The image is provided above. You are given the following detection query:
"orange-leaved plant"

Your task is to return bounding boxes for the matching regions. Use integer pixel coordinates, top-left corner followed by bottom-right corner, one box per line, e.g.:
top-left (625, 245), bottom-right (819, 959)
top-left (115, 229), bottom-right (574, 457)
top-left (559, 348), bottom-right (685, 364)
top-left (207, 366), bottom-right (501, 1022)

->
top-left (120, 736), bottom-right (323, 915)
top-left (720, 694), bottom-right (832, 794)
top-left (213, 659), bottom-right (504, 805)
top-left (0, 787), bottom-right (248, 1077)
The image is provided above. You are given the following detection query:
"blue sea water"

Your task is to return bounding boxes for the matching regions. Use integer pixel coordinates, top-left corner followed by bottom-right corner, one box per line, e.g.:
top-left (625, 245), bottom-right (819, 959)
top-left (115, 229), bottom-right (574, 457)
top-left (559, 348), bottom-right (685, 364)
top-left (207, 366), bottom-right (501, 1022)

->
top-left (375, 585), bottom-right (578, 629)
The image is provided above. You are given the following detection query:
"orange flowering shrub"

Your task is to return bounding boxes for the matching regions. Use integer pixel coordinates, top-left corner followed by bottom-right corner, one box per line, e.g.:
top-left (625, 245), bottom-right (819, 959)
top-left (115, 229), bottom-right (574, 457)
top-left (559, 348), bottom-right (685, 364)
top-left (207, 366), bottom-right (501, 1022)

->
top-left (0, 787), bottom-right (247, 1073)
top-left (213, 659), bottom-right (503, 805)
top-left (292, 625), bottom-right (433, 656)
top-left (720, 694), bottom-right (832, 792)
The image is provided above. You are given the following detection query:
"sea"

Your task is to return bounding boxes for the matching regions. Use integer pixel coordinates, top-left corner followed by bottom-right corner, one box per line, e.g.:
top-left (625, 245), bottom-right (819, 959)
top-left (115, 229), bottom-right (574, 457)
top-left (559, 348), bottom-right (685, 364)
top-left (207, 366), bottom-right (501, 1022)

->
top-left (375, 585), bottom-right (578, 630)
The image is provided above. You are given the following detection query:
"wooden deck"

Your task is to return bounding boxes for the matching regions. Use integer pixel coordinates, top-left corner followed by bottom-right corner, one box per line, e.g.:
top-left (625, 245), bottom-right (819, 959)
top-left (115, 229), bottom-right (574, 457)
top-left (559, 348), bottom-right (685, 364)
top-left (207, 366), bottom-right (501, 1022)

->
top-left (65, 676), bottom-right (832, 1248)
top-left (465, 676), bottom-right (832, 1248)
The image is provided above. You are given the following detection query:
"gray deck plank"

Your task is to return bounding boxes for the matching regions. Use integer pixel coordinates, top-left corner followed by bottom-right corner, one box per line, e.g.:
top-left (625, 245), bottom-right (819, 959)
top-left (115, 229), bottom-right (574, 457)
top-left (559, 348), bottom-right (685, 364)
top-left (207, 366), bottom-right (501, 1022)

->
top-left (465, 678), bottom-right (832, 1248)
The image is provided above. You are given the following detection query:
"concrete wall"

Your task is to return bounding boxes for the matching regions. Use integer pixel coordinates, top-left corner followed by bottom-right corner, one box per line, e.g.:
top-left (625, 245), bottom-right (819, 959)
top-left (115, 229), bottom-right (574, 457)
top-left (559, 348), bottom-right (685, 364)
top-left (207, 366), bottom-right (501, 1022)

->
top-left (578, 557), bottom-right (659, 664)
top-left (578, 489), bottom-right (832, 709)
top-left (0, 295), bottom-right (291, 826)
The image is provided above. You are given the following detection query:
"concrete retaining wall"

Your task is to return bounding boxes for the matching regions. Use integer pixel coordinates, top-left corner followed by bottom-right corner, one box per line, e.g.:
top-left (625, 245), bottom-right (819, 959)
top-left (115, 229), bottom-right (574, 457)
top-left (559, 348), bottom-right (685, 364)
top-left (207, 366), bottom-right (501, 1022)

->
────────
THE TASK:
Collect each line from the entries above that contains the word "wall", and copy every such line in full.

RESPONSE:
"concrete wall"
"concrete retaining wall"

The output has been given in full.